#### GIVEN TASK:
Repeat exactly the lines from the line containing "task | identify every instance of the rounded" to the last line of the listing, including both.

#### DATA PROVIDED:
───

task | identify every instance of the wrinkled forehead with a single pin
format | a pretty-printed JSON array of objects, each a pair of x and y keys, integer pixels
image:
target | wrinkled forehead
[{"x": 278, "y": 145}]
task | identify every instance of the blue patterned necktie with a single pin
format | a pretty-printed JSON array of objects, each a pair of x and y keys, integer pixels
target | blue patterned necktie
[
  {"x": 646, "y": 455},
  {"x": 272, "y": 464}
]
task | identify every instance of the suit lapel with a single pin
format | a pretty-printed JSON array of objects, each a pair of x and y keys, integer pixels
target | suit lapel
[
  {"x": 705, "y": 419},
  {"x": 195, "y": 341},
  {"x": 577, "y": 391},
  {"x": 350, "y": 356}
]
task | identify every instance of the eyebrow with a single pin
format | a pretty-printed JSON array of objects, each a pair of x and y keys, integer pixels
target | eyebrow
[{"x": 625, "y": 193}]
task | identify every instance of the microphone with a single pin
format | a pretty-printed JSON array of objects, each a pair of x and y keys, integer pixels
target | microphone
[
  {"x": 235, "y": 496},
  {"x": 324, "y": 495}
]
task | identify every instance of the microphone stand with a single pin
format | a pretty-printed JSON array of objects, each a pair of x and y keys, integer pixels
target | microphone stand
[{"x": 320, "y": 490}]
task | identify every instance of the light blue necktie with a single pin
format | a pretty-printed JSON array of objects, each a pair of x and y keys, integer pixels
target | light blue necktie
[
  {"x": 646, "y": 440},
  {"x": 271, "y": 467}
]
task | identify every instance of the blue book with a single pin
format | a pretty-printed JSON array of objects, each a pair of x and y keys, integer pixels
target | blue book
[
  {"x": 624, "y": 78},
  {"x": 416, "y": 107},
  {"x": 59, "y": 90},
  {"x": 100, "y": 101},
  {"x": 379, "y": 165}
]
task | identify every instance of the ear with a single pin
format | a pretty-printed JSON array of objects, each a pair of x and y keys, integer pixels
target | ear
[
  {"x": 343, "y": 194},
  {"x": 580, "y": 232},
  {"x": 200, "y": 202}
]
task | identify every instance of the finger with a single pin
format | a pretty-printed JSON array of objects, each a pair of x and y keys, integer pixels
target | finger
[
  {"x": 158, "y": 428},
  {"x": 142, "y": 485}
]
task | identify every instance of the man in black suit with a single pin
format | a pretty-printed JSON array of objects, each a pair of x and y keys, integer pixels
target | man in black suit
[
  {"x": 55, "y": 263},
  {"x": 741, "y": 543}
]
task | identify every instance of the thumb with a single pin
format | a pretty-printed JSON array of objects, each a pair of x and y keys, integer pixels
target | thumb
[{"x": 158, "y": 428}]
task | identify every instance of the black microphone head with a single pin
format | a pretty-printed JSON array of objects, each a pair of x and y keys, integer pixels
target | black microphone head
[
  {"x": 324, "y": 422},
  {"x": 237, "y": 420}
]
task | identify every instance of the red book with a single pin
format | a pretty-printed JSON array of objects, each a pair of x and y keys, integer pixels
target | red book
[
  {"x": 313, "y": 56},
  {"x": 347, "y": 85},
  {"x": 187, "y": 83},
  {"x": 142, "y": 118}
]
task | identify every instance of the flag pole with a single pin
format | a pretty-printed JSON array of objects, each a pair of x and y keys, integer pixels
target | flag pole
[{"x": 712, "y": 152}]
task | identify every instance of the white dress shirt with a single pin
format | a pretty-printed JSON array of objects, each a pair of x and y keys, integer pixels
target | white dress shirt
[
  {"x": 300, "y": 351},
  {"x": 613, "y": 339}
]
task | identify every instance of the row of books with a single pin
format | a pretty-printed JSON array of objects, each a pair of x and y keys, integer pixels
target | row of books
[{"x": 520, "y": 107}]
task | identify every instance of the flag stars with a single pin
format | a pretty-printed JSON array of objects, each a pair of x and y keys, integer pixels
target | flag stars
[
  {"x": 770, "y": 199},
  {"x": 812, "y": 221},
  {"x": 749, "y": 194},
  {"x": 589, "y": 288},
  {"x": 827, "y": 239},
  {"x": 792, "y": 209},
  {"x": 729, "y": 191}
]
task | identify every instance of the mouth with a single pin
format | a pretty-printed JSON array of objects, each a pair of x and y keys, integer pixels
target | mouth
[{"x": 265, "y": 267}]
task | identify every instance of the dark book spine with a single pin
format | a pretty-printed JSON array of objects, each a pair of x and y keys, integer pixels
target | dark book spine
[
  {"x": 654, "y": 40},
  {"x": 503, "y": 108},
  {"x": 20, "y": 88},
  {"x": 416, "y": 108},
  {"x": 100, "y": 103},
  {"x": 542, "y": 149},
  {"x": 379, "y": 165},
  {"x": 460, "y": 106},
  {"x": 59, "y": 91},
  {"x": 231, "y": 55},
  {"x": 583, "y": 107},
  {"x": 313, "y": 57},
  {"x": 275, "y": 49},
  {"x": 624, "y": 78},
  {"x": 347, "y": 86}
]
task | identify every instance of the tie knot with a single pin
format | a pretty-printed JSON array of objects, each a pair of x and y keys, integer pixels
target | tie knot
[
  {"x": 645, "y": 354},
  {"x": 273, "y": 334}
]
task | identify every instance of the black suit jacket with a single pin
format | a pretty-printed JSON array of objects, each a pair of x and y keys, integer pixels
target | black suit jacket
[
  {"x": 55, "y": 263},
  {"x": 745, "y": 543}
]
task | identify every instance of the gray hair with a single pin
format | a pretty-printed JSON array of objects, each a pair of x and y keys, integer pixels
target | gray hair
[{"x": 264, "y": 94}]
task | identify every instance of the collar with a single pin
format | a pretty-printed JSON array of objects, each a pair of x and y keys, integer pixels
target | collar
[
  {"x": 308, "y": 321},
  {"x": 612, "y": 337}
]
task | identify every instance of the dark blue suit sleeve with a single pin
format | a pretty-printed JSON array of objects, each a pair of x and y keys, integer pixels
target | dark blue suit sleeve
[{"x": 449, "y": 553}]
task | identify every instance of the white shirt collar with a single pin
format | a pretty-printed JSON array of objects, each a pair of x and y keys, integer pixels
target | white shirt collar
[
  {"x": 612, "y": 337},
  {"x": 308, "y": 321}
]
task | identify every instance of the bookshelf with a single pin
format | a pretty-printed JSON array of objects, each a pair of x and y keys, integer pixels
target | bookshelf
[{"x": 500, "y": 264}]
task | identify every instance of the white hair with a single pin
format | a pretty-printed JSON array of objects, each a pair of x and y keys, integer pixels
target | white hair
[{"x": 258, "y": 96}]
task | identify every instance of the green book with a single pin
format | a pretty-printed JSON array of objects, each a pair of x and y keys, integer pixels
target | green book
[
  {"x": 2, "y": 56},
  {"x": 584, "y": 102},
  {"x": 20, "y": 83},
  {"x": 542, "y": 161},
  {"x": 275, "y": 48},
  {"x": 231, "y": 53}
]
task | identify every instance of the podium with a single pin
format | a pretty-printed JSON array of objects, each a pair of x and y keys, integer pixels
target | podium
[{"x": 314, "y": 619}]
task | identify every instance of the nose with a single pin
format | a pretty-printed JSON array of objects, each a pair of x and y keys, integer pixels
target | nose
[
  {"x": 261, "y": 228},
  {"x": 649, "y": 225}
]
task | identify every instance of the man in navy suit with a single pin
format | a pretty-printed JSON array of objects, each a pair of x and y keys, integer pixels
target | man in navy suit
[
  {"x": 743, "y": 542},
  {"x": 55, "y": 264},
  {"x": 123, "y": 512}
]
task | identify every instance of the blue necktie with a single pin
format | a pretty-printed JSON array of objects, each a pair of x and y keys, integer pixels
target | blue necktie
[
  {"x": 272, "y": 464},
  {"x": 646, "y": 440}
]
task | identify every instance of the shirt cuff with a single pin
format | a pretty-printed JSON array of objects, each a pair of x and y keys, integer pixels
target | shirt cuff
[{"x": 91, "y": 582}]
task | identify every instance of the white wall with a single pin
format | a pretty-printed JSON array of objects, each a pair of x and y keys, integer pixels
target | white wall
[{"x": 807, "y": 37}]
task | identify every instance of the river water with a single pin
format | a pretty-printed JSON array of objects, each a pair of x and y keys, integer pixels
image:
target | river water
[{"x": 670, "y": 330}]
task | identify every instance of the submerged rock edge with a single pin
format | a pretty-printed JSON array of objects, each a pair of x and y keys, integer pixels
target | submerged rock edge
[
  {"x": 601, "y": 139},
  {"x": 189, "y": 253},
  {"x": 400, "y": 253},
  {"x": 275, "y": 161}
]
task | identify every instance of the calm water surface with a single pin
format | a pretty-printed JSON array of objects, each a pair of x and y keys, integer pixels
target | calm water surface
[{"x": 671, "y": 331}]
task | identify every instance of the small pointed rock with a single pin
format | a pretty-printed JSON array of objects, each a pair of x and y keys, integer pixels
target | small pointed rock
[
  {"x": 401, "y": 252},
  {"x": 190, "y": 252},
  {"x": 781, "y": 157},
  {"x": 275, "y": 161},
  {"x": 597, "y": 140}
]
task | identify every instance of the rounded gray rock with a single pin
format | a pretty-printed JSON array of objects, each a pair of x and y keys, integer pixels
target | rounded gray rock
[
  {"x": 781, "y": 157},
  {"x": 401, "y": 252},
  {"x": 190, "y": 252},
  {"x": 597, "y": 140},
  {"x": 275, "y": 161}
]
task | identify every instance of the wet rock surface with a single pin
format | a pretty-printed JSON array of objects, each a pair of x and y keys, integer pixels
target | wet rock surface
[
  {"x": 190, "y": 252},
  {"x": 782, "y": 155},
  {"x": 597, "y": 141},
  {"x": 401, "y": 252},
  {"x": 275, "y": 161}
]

───

#### COMPLETE OUTPUT:
task | identify every instance of the rounded gray rock with a single pin
format | a pretty-printed JSON array of objects, each a pair of x and y keys, integer pixels
target | rounded gray rock
[
  {"x": 781, "y": 157},
  {"x": 401, "y": 252},
  {"x": 190, "y": 252},
  {"x": 597, "y": 140},
  {"x": 275, "y": 161}
]
task | identify every instance of the wet rock surface with a single pin
format | a pretty-printed JSON array of objects, each a pair of x and y keys, integer pixels
target | wet rock surface
[
  {"x": 190, "y": 252},
  {"x": 782, "y": 155},
  {"x": 597, "y": 141},
  {"x": 401, "y": 252},
  {"x": 275, "y": 161}
]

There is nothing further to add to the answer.